# What to produce
Print, word for word, the part of the data below that opens with the line containing "stone retaining wall." and continues through the end of the data.

# Records shown
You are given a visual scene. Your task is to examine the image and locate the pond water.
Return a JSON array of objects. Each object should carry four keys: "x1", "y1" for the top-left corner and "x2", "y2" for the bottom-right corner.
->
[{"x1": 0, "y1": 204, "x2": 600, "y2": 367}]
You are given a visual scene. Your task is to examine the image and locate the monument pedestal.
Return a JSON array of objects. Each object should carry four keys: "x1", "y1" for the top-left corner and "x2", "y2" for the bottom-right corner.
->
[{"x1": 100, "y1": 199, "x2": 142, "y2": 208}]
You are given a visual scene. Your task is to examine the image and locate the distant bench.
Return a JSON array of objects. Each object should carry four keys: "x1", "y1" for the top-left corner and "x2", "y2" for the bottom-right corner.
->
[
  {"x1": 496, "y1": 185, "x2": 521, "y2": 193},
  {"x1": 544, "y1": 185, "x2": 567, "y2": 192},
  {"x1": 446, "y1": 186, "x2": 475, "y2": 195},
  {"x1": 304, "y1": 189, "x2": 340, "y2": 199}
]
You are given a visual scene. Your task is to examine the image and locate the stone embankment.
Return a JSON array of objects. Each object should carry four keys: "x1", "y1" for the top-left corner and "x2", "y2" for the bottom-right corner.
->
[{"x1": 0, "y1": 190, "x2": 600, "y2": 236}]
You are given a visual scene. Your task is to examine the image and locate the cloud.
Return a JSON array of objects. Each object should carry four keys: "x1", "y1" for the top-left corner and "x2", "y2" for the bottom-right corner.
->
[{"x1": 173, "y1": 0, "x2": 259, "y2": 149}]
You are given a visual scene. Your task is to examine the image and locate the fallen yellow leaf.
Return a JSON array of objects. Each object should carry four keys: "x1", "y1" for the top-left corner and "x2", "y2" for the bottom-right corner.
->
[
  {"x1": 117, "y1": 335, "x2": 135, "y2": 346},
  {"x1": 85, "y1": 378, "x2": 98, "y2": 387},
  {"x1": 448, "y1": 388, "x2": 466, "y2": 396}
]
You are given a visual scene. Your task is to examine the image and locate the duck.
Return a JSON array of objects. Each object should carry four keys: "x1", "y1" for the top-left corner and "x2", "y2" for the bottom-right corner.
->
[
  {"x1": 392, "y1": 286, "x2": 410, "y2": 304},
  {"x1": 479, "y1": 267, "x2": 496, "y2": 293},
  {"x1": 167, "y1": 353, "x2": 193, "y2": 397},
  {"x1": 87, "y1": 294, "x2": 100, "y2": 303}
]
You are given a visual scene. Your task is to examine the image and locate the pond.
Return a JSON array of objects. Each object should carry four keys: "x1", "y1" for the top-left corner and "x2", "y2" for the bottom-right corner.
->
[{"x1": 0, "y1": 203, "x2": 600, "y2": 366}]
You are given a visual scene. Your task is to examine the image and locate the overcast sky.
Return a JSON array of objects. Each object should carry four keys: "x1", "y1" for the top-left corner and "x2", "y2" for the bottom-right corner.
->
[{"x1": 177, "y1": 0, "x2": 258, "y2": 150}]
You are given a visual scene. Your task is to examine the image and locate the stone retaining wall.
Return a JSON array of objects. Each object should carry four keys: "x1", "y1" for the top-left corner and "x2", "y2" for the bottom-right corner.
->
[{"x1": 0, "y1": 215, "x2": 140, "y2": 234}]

# Written answer
You are given a visual scene. Your task is to examine the image and locate the stone retaining wall.
Return a JSON array of objects. Each object should carry four keys: "x1", "y1" for the top-left corner and "x2", "y2" for the bottom-right corner.
->
[{"x1": 0, "y1": 215, "x2": 140, "y2": 234}]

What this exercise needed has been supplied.